The first part of the thesis focuses on community detection in the stochastic block model (SBM), a canonical model for graphs with latent communities. Here, our work proposed the first parameter-free community recovery algorithm with near-optimal performance, while partially resolving conjectures of Van Vu and Emmanuel Abbe on the behavior of standard spectral algorithms (NeurIPS 2023, SODA 2024).
Motivated by the limitations of the SBM in modeling real data, the second part examines graphs arising from single-cell RNA-seq (scRNA-seq). These graphs deviate substantially from classical assumptions. We identify a novel organization—multi-core periphery structure with communities (MCPC)—and introduce the concept of relative centrality to extract low-variance representatives of each community. This structure appears consistently across diverse scRNA-seq datasets and improves downstream biological inference (ICLR 2025).
Building on these observations, the final part identifies a novel density–geometry correlation in real datasets with ground-truth labels: dense regions exhibit smoother, more linear geometry, while sparse regions show greater non-linearity and overlap. This phenomenon recurs across scRNA-seq and bulk RNA-seq data, image datasets, self-supervised embeddings, and the learned representation spaces of semi-supervised models. We observe that performance of a large category of algorithms strongly correlates with this organization—unsupervised and semi-supervised methods succeed in dense, geometrically stable regions and degrade in sparser layers.

+++

Work to be completed:
Reproduce the thesis summary above word for word, in full.

Information given:
+++

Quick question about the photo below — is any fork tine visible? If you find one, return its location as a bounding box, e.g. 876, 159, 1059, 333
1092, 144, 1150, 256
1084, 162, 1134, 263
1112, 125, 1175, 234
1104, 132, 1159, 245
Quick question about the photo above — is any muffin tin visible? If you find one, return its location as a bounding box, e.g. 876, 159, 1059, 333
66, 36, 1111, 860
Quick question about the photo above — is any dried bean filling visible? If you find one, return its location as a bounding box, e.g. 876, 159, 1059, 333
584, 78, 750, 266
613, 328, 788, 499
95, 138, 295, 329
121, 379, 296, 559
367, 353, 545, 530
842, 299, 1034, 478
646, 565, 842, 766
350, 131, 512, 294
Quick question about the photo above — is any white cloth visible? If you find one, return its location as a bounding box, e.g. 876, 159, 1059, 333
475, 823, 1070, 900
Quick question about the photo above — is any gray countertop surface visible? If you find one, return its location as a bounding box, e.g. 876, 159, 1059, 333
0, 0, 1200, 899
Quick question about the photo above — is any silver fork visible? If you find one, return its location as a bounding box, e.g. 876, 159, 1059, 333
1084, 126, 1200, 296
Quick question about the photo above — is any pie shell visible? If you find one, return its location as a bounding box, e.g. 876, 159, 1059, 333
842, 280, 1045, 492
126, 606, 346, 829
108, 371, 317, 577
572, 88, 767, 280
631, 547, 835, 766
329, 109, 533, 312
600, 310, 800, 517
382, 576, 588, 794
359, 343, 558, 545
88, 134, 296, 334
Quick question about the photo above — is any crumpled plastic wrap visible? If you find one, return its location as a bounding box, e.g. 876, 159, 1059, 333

+++

Reply:
The first part of the thesis focuses on community detection in the stochastic block model (SBM), a canonical model for graphs with latent communities. Here, our work proposed the first parameter-free community recovery algorithm with near-optimal performance, while partially resolving conjectures of Van Vu and Emmanuel Abbe on the behavior of standard spectral algorithms (NeurIPS 2023, SODA 2024).
Motivated by the limitations of the SBM in modeling real data, the second part examines graphs arising from single-cell RNA-seq (scRNA-seq). These graphs deviate substantially from classical assumptions. We identify a novel organization—multi-core periphery structure with communities (MCPC)—and introduce the concept of relative centrality to extract low-variance representatives of each community. This structure appears consistently across diverse scRNA-seq datasets and improves downstream biological inference (ICLR 2025).
Building on these observations, the final part identifies a novel density–geometry correlation in real datasets with ground-truth labels: dense regions exhibit smoother, more linear geometry, while sparse regions show greater non-linearity and overlap. This phenomenon recurs across scRNA-seq and bulk RNA-seq data, image datasets, self-supervised embeddings, and the learned representation spaces of semi-supervised models. We observe that performance of a large category of algorithms strongly correlates with this organization—unsupervised and semi-supervised methods succeed in dense, geometrically stable regions and degrade in sparser layers.